Repeat the listing in full, preserving every character.

━━━━━━━━

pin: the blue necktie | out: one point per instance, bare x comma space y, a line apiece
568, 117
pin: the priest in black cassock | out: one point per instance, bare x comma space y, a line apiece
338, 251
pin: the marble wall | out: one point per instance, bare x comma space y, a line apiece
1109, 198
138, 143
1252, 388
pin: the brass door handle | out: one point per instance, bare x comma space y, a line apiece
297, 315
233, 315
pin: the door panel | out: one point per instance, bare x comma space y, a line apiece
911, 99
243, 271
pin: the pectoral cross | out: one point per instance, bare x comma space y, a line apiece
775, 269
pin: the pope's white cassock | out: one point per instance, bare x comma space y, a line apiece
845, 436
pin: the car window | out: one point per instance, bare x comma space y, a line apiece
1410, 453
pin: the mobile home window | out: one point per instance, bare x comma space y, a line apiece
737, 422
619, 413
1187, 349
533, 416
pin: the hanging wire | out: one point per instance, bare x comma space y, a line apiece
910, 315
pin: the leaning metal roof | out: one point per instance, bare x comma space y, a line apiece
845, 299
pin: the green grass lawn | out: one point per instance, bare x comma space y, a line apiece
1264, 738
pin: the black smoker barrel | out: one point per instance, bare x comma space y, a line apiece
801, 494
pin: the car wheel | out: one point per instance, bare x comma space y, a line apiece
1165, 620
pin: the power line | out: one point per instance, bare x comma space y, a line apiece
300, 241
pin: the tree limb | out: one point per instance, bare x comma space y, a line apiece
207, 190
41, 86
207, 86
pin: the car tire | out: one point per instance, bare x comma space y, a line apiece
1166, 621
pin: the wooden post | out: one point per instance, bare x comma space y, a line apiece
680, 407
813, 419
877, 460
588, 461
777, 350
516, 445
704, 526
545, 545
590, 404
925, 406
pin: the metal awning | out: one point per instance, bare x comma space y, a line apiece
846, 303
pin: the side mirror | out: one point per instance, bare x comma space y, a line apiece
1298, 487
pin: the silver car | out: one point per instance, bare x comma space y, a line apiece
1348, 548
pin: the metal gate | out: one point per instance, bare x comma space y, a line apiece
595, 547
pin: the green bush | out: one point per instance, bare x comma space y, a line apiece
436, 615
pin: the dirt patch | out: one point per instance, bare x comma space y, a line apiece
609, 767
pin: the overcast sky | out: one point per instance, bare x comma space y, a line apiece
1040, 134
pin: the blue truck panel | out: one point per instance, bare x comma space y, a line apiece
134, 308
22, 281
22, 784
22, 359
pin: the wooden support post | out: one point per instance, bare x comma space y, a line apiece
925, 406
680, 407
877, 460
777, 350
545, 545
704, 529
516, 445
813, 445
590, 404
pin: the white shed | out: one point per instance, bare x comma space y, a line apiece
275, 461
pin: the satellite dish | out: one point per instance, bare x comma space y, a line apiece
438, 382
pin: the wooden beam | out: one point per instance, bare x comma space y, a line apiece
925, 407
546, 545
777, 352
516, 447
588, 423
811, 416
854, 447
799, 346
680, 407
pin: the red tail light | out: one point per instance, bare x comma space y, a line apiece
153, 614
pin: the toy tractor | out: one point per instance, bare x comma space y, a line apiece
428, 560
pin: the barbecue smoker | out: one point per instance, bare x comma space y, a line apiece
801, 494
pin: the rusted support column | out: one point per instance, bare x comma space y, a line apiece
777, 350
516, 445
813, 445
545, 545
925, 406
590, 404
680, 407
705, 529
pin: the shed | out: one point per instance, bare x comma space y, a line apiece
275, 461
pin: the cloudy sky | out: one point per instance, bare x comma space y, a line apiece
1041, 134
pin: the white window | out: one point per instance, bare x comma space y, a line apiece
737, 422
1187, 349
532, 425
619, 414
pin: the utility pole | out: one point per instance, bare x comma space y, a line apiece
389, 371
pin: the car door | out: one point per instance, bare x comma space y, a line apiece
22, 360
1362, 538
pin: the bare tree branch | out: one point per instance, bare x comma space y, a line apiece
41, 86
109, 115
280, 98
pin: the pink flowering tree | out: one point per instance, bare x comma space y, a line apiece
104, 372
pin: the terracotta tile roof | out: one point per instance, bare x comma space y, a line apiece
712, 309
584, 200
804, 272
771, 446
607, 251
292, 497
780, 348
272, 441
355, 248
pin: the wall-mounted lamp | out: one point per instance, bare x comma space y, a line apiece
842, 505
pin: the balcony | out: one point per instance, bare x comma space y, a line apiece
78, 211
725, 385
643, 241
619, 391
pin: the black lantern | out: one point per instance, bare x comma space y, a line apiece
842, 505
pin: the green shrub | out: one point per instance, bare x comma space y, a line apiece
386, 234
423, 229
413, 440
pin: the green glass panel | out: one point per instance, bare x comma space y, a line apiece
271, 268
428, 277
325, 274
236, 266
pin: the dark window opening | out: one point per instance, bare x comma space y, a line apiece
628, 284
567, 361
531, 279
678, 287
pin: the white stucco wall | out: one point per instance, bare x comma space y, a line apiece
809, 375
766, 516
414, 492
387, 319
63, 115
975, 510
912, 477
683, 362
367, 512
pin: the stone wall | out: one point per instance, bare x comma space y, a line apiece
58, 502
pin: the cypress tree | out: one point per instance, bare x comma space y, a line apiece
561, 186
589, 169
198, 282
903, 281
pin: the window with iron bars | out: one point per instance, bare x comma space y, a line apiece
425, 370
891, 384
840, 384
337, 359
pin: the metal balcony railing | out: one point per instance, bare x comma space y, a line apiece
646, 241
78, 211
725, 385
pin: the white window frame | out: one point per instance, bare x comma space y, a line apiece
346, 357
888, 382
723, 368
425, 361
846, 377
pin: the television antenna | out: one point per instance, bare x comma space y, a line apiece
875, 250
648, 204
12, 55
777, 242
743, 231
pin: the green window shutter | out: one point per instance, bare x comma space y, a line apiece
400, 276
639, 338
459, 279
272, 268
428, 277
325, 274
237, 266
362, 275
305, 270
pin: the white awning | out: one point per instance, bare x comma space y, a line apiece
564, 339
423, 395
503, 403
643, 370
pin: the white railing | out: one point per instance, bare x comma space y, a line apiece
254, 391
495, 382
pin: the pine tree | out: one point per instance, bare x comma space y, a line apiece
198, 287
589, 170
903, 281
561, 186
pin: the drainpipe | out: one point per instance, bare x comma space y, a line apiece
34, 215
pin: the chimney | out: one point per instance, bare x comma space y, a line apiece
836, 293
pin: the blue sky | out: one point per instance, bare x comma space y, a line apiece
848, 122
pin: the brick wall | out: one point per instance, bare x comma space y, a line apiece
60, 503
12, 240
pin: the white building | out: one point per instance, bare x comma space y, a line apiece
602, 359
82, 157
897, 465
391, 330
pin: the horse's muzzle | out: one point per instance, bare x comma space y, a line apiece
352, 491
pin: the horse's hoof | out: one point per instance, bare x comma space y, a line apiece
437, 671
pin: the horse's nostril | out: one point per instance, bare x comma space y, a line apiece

━━━━━━━━

The solution
pin: the blue necktie | out: one point per instance, bare x comma space y, a line apiece
568, 117
pin: the priest in black cassock | out: one point per instance, bare x comma space y, a line apiece
338, 251
pin: the marble wall | out: one point per instance, bare x comma space y, a line apiece
1109, 198
138, 143
1252, 388
pin: the brass door handle | out: one point per instance, bare x comma space y, a line apiece
297, 315
233, 315
pin: the door panel | out: one point per instance, bare x comma space y, a line apiece
911, 99
243, 271
pin: the pectoral cross | out: one point per instance, bare x comma space y, a line apiece
775, 269
pin: the pope's white cassock | out: one point per instance, bare x comma space y, a line apiece
845, 436
pin: the car window | out: one point per instance, bare x comma space y, a line apiece
1410, 453
pin: the mobile home window | out: one point per instance, bare x comma space y, a line apiece
737, 422
619, 413
1187, 349
533, 416
pin: the hanging wire | out: one point per instance, bare x comma space y, a line apiece
910, 315
pin: the leaning metal roof | out: one point per instance, bare x comma space y, a line apiece
845, 299
pin: the green grass lawn | out: one point per instance, bare x comma space y, a line apiece
1264, 738
pin: the black smoker barrel | out: one point per instance, bare x comma space y, a line apiece
801, 494
pin: the car wheel | out: one point per instance, bare x comma space y, a line apiece
1165, 620
pin: the power line | out: one point per instance, bare x comma space y, a line apiece
300, 241
pin: the tree limb | out: one point per instance, bare x comma space y, a line apiece
207, 190
41, 86
207, 86
pin: the car tire | out: one point per instance, bare x comma space y, a line apiece
1166, 621
pin: the wooden post | out: one point per instance, bare x comma space y, a line apiece
680, 407
813, 419
877, 460
588, 461
777, 350
516, 445
704, 526
545, 545
590, 404
925, 406
pin: the metal awning | out: one point per instance, bare x comma space y, a line apiece
846, 303
pin: the side mirror | out: one point per instance, bare x comma space y, a line apiece
1298, 487
pin: the silver car | out: one point per instance, bare x comma space y, a line apiece
1348, 548
pin: the metal gate | out: one point per instance, bare x comma space y, a line apiece
595, 547
pin: the green bush | out: one point per instance, bare x comma space y, a line apiece
436, 615
pin: the dirt patch | out: one point per instance, bare x comma space y, a line apiece
609, 767
pin: the overcast sky | out: one point per instance, bare x comma space y, a line apiece
1040, 134
pin: the blue truck panel | out: one point per instance, bare x comma space y, a line apiece
134, 308
22, 281
22, 784
22, 359
pin: the wooden support post | out: one point per instance, bare x comma space y, a line apiece
925, 406
680, 407
877, 460
777, 350
545, 545
704, 529
516, 445
813, 445
590, 404
pin: the white shed | out: one point per instance, bare x comma space y, a line apiece
275, 461
pin: the satellite dish | out: one point per instance, bare x comma space y, a line apiece
438, 382
pin: the wooden beam | out: one point per instance, bare x comma space y, a line apiece
925, 407
546, 545
777, 352
516, 447
588, 423
811, 416
854, 447
799, 346
680, 407
pin: the red tail light | out: one point per instance, bare x comma space y, a line apiece
153, 614
pin: the toy tractor | out: one point per instance, bare x comma space y, a line apiece
428, 560
pin: the barbecue smoker | out: one point per instance, bare x comma space y, a line apiece
801, 494
pin: the rusted support column | out: one point per instance, bare x comma space y, a line apiece
777, 350
516, 445
813, 445
545, 545
925, 406
590, 404
680, 407
705, 529
pin: the shed | out: one point per instance, bare x comma space y, a line apiece
275, 461
pin: the cloudy sky | out: one point per instance, bare x comma space y, a line apiece
1041, 134
pin: the white window | out: one point per instance, bare x comma space y, a line apiece
737, 422
1187, 349
532, 425
619, 414
pin: the utility pole | out: one point per instance, bare x comma space y, a line apiece
389, 371
pin: the car door | out: one point per instance, bare x comma space y, a line apiece
22, 360
1362, 538
pin: the bare tree branch | out: one point per instance, bare x comma space y, a line apiece
41, 86
109, 115
280, 98
pin: the pink flowering tree | out: one point per instance, bare x comma space y, a line apiece
104, 372
pin: the terracotta tile roof | out: one point per instance, bare x comma space y, a line apiece
712, 309
584, 200
804, 272
771, 446
607, 251
292, 497
780, 348
272, 441
355, 248
pin: the wall-mounted lamp | out: one point per instance, bare x comma space y, a line apiece
842, 505
pin: the balcony | out: one point per instance, bare x comma space y, a line apiece
78, 211
725, 385
643, 241
619, 391
pin: the black lantern | out: one point per instance, bare x comma space y, a line apiece
842, 505
pin: the green shrub | out: one point per instance, bare x comma space y, a line apiece
386, 234
423, 229
413, 440
pin: the green glass panel | out: one point per instance, bare x comma space y, a line apiece
271, 268
428, 277
325, 274
236, 266
pin: the dark window opening | out: one point per instance, bare x comma space y, a line apiece
628, 284
567, 361
531, 279
678, 287
pin: the white stucco wall | out: one point per instance, bare x comma space y, a line apiece
809, 375
766, 516
414, 492
387, 319
63, 115
975, 510
912, 477
683, 362
367, 512
pin: the stone wall | out: one point per instance, bare x comma space y, a line apiece
58, 502
pin: the cypress tree | out: one point per instance, bare x comma space y, a line apiece
561, 186
589, 169
198, 282
903, 281
pin: the window with iron bars | out: one point per instance, bare x comma space y, a line apiece
425, 370
891, 384
840, 384
337, 359
pin: the metal balcony railing | out: one point per instance, bare x comma space y, a line apiece
646, 241
78, 211
725, 385
pin: the white window frame | out: one point per instance, bare x comma space y, a line apiece
346, 357
888, 382
723, 368
425, 361
846, 377
pin: the television antenna | out: one point per instance, bare x comma space y, a line apiece
875, 250
648, 204
12, 55
777, 242
743, 231
pin: the green window shutter | out: one point per instance, bare x comma space y, a line apiece
400, 276
639, 338
459, 279
272, 268
428, 277
325, 274
237, 266
362, 275
305, 270
pin: the white awning | out: one point per instance, bare x comma space y, a line apiece
564, 339
423, 395
503, 403
643, 370
pin: the white railing | out: one point per instance, bare x comma space y, a line apiece
254, 391
495, 382
pin: the pine tree | out: one point per instance, bare x comma space y, a line apiece
198, 287
589, 170
903, 281
561, 186
pin: the drainpipe | out: one point per instance, bare x comma space y, a line apiece
34, 215
pin: the chimney | out: one point per instance, bare x comma space y, a line apiece
836, 293
pin: the blue sky | out: one point per instance, bare x comma space y, a line apiece
848, 122
pin: the brick wall | out: one point per instance, bare x comma space y, a line apiece
60, 503
12, 240
pin: the white building | out: one point per instance, bare x comma space y, a line apiece
602, 359
82, 157
897, 465
391, 330
pin: the horse's muzzle | out: one point per instance, bare x comma space y, a line apiece
352, 491
pin: the horse's hoof | out: one point per instance, bare x comma space y, a line apiece
437, 671
pin: the horse's nostril | out: one point per instance, bare x comma space y, a line apiece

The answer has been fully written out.